> **EXERCISE AIM**
Copy out the stretch of the pediatric melanoma text from "Pediatric Melanoma Risk" through "with a physician.", switching "physician" to "doctor".

> **DOCUMENT SECTION**
□ □ □ □ □

What is Pediatric Melanoma?
Pediatric melanoma incidence had been increasing by approximately 1.7% per year from 1975 until 1994 when it began decreasing. The biggest increase in recent decades has been in girls ages 15-19, which may be attributable to girls sunbathing and using tanning beds more frequently than boys. Approximately 400 cases of melanoma are diagnosed each year in patients younger than 20 years old in the United States.
Pediatric melanoma can be divided into three main categories: conventional melanoma, melanoma arising in a congenital melanocytic nevus, and spitzoid melanoma. Differentiating between these subtypes is important because each type has different treatment options, risk factors, and histological findings.
Pediatric Melanoma Risk Factors
Although the cause of melanoma in children is not known, certain attributes, characteristics, and exposures make it more likely that a child will develop this type of cancer. These risk factors include:
- Giant melanocytic nevi
- Prolonged exposure to sunlight, though less of a factor in children than adults.
- Red or blond hair, blue eyes, freckles
- A tendency to sunburn and not tan
- A large number of moles
- A family history of melanoma
- Immunosuppression, immunodeficiency
- History of retinoblastoma
- Certain inherited disorders including xeroderma pigmentosum and Werner Syndrome
Not everyone with risk factors develops melanoma: however, if your child has risk factors, you should discuss them with a physician.
What are the Symptoms of Melanoma in Children?
Pediatric melanoma usually first appears as a suspicious mole. Symptoms may include:
- Change in shape, color, or size of a mole
- A mole without color or pigmentation
- A mole that is painful or appears as a sore that doesn’t heal
- A mole that itches or bleeds
- A lump that looks shiny or crusty
- A dark spot under a fingernail or toenail not caused by trauma to the nail
Remember that most moles are not melanomas, and the appearance of moles can be a normal occurrence in children up until puberty, as the development process continues.

□ □ □ □ □

Referring expression pointing data:

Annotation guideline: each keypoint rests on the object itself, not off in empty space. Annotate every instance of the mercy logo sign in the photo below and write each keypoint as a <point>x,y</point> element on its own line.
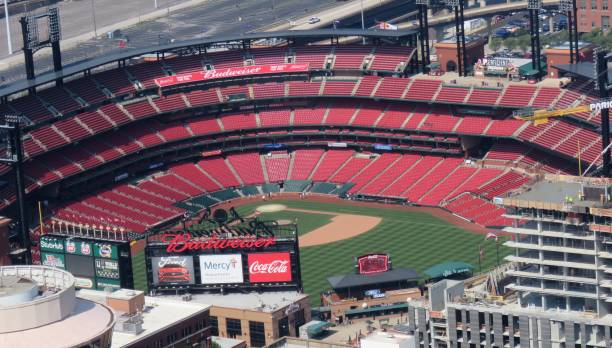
<point>221,269</point>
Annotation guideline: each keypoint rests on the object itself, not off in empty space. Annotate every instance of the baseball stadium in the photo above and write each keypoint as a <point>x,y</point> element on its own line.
<point>124,151</point>
<point>350,143</point>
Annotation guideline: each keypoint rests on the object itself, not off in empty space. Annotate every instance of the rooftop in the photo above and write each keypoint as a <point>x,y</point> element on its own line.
<point>565,45</point>
<point>225,342</point>
<point>386,338</point>
<point>92,319</point>
<point>159,313</point>
<point>558,191</point>
<point>265,302</point>
<point>352,279</point>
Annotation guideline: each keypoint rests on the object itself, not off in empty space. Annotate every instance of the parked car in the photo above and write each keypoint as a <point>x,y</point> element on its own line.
<point>501,32</point>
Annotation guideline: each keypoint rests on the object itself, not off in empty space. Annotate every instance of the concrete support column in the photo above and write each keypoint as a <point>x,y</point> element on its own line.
<point>551,23</point>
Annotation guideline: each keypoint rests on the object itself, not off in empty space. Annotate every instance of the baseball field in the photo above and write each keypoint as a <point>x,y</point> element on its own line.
<point>333,233</point>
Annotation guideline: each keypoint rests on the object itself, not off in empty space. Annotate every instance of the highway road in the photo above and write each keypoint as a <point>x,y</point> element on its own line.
<point>208,18</point>
<point>77,17</point>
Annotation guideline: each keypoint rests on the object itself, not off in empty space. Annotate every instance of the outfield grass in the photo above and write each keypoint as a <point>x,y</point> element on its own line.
<point>306,221</point>
<point>414,240</point>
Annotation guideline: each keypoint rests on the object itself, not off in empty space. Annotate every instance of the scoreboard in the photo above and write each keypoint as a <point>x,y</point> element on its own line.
<point>95,264</point>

□ □ □ □ □

> **SOLUTION TO THIS PROBLEM**
Pediatric Melanoma Risk Factors
Although the cause of melanoma in children is not known, certain attributes, characteristics, and exposures make it more likely that a child will develop this type of cancer. These risk factors include:
- Giant melanocytic nevi
- Prolonged exposure to sunlight, though less of a factor in children than adults.
- Red or blond hair, blue eyes, freckles
- A tendency to sunburn and not tan
- A large number of moles
- A family history of melanoma
- Immunosuppression, immunodeficiency
- History of retinoblastoma
- Certain inherited disorders including xeroderma pigmentosum and Werner Syndrome
Not everyone with risk factors develops melanoma: however, if your child has risk factors, you should discuss them with a doctor.